* WRITTEN TASK
Copy word for word the data from the line containing "the horse's hind" through the final line of the data, both included, but leave out the pictures.

* SUPPLIED DATA
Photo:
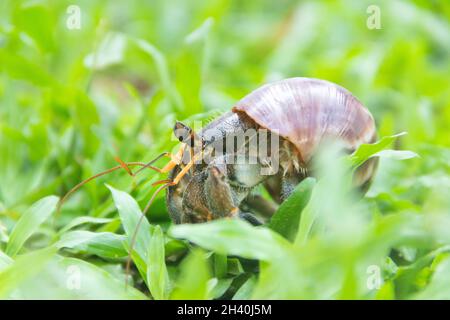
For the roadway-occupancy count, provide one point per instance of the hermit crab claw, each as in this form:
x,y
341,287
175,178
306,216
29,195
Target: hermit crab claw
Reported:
x,y
219,195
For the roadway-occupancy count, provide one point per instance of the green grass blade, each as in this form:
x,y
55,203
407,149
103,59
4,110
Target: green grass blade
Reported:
x,y
130,214
23,268
286,219
192,283
233,237
102,244
157,276
29,222
366,151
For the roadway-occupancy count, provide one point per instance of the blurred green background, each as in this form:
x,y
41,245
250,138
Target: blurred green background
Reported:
x,y
73,98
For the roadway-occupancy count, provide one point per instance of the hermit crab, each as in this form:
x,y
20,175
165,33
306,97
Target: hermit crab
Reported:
x,y
268,138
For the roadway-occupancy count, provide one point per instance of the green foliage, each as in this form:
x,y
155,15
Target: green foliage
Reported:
x,y
72,99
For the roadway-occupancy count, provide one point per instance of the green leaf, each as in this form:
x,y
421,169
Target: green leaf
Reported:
x,y
439,286
23,268
5,260
131,215
246,290
192,284
102,244
29,222
396,154
233,237
157,276
83,220
69,278
366,151
286,219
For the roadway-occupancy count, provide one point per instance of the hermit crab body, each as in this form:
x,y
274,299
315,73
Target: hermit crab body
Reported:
x,y
293,117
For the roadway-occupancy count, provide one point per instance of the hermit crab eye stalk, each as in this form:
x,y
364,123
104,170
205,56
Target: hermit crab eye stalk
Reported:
x,y
182,132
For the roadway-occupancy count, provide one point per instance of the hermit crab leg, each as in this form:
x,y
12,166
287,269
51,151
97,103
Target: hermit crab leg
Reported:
x,y
122,165
136,230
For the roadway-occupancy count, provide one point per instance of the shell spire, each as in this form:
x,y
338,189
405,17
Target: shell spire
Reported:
x,y
306,111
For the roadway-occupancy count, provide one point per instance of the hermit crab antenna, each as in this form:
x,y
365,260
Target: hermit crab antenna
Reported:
x,y
124,165
136,230
149,164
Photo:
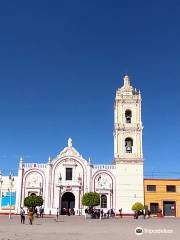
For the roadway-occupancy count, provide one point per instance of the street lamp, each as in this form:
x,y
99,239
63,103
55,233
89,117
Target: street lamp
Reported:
x,y
60,188
1,182
80,185
99,181
11,179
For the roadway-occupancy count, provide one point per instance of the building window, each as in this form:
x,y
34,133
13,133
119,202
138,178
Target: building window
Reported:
x,y
151,188
128,145
171,188
128,116
68,173
103,201
154,208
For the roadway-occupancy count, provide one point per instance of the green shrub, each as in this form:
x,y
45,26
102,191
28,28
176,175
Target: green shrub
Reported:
x,y
33,201
91,199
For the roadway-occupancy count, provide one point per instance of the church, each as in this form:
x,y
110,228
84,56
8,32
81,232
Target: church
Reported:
x,y
63,180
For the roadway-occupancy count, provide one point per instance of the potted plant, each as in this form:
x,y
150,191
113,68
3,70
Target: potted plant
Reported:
x,y
138,209
90,200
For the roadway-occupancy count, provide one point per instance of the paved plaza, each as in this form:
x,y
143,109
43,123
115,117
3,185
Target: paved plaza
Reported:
x,y
77,228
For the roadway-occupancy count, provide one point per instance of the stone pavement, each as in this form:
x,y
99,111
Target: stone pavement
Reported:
x,y
77,228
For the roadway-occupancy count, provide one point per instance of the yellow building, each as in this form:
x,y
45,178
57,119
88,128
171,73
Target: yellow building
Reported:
x,y
162,194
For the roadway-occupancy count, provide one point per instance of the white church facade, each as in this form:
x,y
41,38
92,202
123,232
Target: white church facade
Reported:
x,y
64,179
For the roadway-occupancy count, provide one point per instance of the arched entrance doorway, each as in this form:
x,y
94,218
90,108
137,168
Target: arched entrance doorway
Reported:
x,y
67,201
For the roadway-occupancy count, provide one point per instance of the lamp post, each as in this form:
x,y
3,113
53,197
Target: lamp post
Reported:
x,y
80,185
1,182
100,184
11,179
60,188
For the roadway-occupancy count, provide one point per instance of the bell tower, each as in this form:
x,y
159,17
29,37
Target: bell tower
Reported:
x,y
128,151
127,123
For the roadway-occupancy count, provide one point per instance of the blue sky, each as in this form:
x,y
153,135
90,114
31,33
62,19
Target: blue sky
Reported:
x,y
60,65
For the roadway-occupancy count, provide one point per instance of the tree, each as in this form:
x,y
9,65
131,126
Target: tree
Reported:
x,y
137,206
33,201
91,199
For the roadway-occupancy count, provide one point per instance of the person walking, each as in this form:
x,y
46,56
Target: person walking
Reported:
x,y
22,214
120,212
30,215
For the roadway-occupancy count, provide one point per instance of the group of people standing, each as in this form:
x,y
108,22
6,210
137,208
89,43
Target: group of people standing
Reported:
x,y
38,211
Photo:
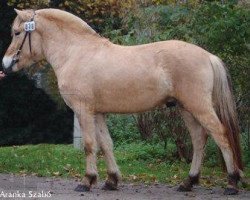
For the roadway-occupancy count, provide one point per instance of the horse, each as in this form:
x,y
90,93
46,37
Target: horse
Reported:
x,y
96,77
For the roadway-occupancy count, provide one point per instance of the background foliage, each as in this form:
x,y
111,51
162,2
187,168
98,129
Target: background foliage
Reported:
x,y
221,27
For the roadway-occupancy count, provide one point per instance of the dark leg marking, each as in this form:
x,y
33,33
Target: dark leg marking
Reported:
x,y
188,183
232,184
112,182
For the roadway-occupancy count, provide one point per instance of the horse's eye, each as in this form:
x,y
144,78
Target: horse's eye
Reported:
x,y
17,33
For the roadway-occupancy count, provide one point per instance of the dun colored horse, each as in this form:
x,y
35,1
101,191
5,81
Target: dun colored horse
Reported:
x,y
96,77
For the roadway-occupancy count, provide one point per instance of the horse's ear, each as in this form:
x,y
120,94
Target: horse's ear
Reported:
x,y
23,14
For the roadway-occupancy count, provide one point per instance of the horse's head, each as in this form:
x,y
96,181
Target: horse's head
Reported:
x,y
26,46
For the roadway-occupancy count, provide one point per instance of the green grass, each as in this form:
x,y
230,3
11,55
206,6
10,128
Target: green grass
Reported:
x,y
65,161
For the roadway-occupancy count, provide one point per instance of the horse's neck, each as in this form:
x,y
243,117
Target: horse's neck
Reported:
x,y
60,47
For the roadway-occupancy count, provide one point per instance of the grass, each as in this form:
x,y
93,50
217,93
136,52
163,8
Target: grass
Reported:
x,y
65,161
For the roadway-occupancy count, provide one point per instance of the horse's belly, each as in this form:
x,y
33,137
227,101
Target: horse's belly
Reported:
x,y
131,99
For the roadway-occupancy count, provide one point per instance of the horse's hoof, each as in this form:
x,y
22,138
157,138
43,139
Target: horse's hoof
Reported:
x,y
82,188
183,188
109,186
231,191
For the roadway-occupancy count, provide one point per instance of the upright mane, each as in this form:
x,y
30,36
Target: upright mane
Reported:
x,y
66,20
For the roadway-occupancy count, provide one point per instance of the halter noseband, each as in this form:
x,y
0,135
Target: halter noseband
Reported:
x,y
29,27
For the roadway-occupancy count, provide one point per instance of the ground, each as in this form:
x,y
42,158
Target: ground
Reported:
x,y
63,189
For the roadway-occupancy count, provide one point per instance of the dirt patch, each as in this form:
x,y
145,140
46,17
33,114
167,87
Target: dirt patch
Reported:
x,y
33,187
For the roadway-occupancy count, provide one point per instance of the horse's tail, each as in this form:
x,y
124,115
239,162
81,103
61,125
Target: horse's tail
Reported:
x,y
225,107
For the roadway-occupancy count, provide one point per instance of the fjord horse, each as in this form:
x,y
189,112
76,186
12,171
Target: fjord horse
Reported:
x,y
96,77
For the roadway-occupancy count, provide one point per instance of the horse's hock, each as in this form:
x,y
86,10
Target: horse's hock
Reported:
x,y
77,140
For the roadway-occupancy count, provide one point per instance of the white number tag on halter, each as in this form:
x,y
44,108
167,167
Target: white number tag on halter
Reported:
x,y
29,26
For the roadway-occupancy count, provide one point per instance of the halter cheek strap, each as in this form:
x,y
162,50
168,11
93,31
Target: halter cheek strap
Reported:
x,y
28,28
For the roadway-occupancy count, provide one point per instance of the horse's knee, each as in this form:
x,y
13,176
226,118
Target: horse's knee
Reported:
x,y
89,146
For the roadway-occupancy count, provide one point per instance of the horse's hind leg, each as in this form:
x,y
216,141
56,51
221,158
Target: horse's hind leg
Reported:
x,y
87,124
105,142
199,138
205,114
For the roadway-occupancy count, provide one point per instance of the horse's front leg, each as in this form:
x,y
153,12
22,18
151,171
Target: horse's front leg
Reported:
x,y
87,124
105,142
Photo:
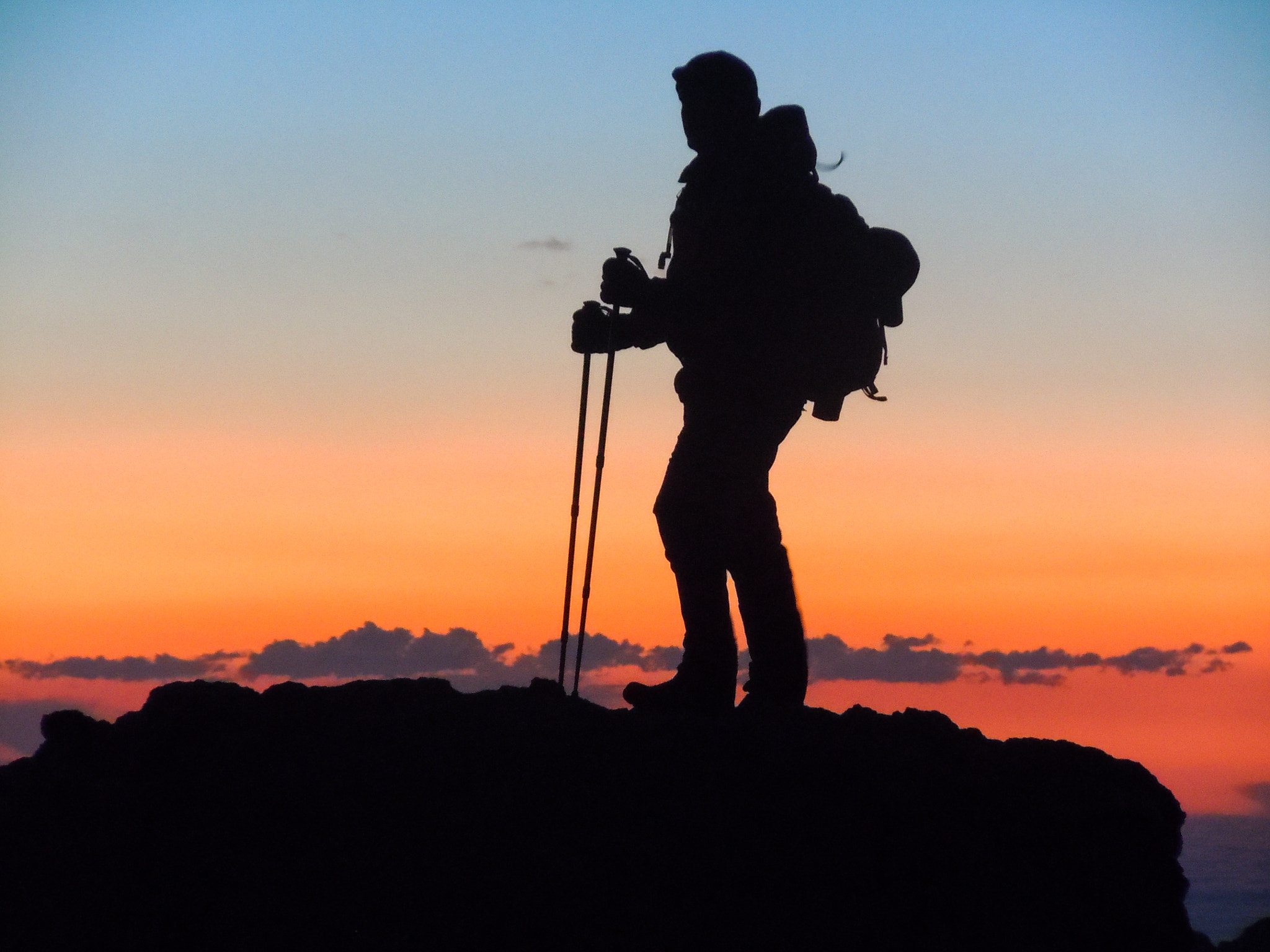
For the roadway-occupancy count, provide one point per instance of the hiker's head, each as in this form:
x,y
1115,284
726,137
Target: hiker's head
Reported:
x,y
719,95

* RESPONSE TO THIS EXERCISE
For the roadway-occupancy count, provide one point per instance of the horse's hind leg, each as in this form:
x,y
216,141
56,51
221,158
Target: horse's hind leg
Reported:
x,y
87,124
105,142
199,138
205,114
For the roadway-occupancy count, provide one point per instance of the horse's front leg, each as in this form:
x,y
153,12
22,18
151,171
Target: horse's front leg
Reported:
x,y
87,124
105,142
Photo:
For the roadway-occupancy count, provide one point per instance of the hiker's head, each as in this form:
x,y
1115,284
726,137
Target: hiker's head
Reported:
x,y
719,95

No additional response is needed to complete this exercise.